**EXERCISE 1**
Using the Spring Batch pull request text, answer each question below.
(a) Which method runs on the caller thread and calls jobRepository.update(stepExecution) on the running step?
(b) What happens to the step, and then to the job, when the worker loses the race?
(c) Under which isolation level does the re-read return a stale snapshot?
**EXERCISE 2**
In the Spring Batch pull request text, turn the paragraph that begins "JobOperator.stop() runs on the caller thread" into a short bulleted list that keeps its main facts.

**EXCERPT PROVIDED**
§
GH-5308: Stop a job execution by signalling and awaiting its running step(s) by kyungrae · Pull Request #5442 · spring-projects/spring-batch

kyungrae · 2026-06-25T06:41:03Z

Problem

JobOperator.stop() runs on the caller thread and itself calls jobRepository.update(stepExecution) on the running step. The thread executing that step also writes the same BATCH_STEP_EXECUTION row (per chunk and on completion). Both use optimistic locking, so they race:

caller loses → OptimisticLockingFailureException propagates out of stop();
worker loses → AbstractStep marks the step UNKNOWN ("should not be restarted") → the job can no longer be restarted.

The re-sync added in #5217 only narrows the window (get-then-update isn't atomic, and under REPEATABLE READ the re-read returns a stale snapshot). Full analysis + per-vendor reproduction: #5308.

Approach — single writer + signal/await

Make the thread executing the step the sole writer of its StepExecution:

stop() no longer persists the step execution (removes the second writer → the race is gone).
§
**DATA ENTRIES**
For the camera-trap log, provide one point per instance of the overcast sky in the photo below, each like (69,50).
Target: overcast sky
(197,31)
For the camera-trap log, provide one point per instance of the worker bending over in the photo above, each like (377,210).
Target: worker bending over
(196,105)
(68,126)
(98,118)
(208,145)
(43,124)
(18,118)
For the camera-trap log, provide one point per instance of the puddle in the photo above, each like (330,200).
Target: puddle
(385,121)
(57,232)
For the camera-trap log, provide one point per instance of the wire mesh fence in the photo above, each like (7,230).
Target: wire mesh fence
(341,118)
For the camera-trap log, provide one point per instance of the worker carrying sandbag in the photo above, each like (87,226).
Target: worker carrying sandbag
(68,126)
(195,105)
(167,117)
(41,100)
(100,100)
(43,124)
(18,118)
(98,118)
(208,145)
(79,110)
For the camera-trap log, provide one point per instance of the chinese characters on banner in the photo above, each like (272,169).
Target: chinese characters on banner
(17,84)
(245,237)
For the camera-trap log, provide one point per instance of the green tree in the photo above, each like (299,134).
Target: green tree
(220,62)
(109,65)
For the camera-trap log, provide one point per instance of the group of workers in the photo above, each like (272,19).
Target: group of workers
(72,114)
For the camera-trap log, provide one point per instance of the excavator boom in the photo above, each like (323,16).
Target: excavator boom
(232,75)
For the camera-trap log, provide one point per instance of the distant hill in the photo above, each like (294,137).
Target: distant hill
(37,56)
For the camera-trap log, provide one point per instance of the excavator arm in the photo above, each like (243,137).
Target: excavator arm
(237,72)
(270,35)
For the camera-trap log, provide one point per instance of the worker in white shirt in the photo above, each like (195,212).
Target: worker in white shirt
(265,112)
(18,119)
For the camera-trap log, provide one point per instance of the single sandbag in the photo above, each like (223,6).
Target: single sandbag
§
**CORRECT RESPONSE 1**
(a) JobOperator.stop()
(b) AbstractStep marks the step UNKNOWN ("should not be restarted"), so the job can no longer be restarted.
(c) REPEATABLE READ

**CORRECT RESPONSE 2**
- JobOperator.stop() runs on the caller thread and calls jobRepository.update(stepExecution) on the running step.
- The thread executing that step also writes the same BATCH_STEP_EXECUTION row, per chunk and on completion.
- Both writers use optimistic locking, so they race.